--- Start GIVEN PASSAGE ---
Cbso/Oramo Symphony Hall Birmingham

Enescu has still not made it into the mainstream. True, the Romanian- born composer and virtuoso (1881-1955) retains an honoured place as the inspired teacher of another child prodigy, Yehudi Menuhin. Yet mention Romanian music, and it is not so much Enescu's Rhapsodies as the folk- inspired dances of Bartok that leap to mind, almost as Greece tends to conjure up not so much Skalkottas as Theodorakis.

Birmingham has had a taste of Enescu before. But the massive Third Symphony, assailed this week by Sakari Oramo and the intrepid CBSO, is new fare. Oramo's passionate advocacy paid off handsomely: he served up a spine- shivering performance, which also heralded this week's handover of the enterprising CBSO management from Ed Smith to the BBC's former Proms co- ordinator, Stephen Maddock.

Enescu's Third Symphony is very much of its time: he embarked on it in 1916. The l7-minute first movement, with its shifts between dense and refined textures, has shades of gargantuan Mahler: a big canvas, in thrall to neo-romantic Strauss and Scriabin, a generous souffle of conscious or unconscious allusion - appetising, albeit not always convincing in its rather lavish gestures. Subtler detail - subliminal eddies of bass clarinet or solo violin and lugubrious surges of Mahlerian woodwind - fired the imagination more.

It was Enescu's vivid, snarling Scherzo that typefied Oramo and his team at their best. From a firefly-like opening, through its dervish-like build- up to its closing shivers of percussion - a final flourish of which Shostakovich would have been proud - it was a bewitching performance. Careful preparation had paid off: numerous strands and subtexts meet and entwine as the movement explodes. Almost as enthralling is the near-stasis and gradual emotional disengagement that characterises the Finale, a subtly orchestrated, impressionistic movement topped by a wordless chorus. From the mysterious, bell-led transition to the homing bottom C in double bass and bass drum, the sensation is purgatorial and valedictory, as if the soul, while reluctant to be snuffed out, were optimistically resigned to an ultimate, peaceful evanescence.
--- End GIVEN PASSAGE ---
--- Start DATA SECTION ---
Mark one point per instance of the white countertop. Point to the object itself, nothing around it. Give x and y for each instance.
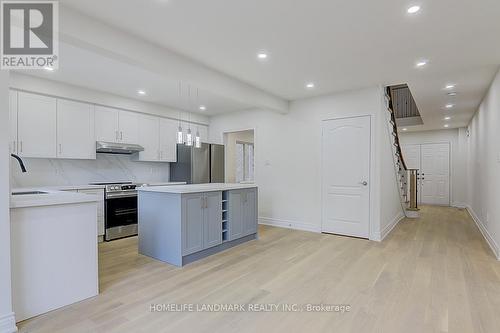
--- End DATA SECTION ---
EXERCISES:
1. Please set down the Enescu concert review word for word, everything from "Enescu has still" down to "Skalkottas as Theodorakis.".
2. Resume the Enescu concert review after its final sentence.
The material above comes from a separate source.

RESPONSES:
1.
Enescu has still not made it into the mainstream. True, the Romanian- born composer and virtuoso (1881-1955) retains an honoured place as the inspired teacher of another child prodigy, Yehudi Menuhin. Yet mention Romanian music, and it is not so much Enescu's Rhapsodies as the folk- inspired dances of Bartok that leap to mind, almost as Greece tends to conjure up not so much Skalkottas as Theodorakis.

2.
What sounded like an irately ciphering hearing aid failed to impinge on the delicate moments of Beethoven's Leonora No 3 Overture: cavorting solo flute, some superb pianissimo violins and the exquisite single woodwind unison interspersing the offstage trumpet calls. The string tutti confirmed what a magnificent machine the CBSO remains, just as the precise final syncopations revealed Symphony Hall's startling acoustic at its finest.

The acoustics seemed more suspect in Mozart's Piano Concerto in E flat (K482). The orchestral Legato felt almost cosily bland. A couple of brass glitches obtruded. Rather, it was the strings' muted launch into the Andante; two moments in Alfred Brendel's solo line - a wonderfully brittle sound, like a musical clock - in the first movement's cadenza; and the magician's skill with which he encapsulated the mood - part-comic, part-conspiratorially confidential - near the close of Mozart's Cosi-like Rondo that held the receptive Birmingham audience mesmerised.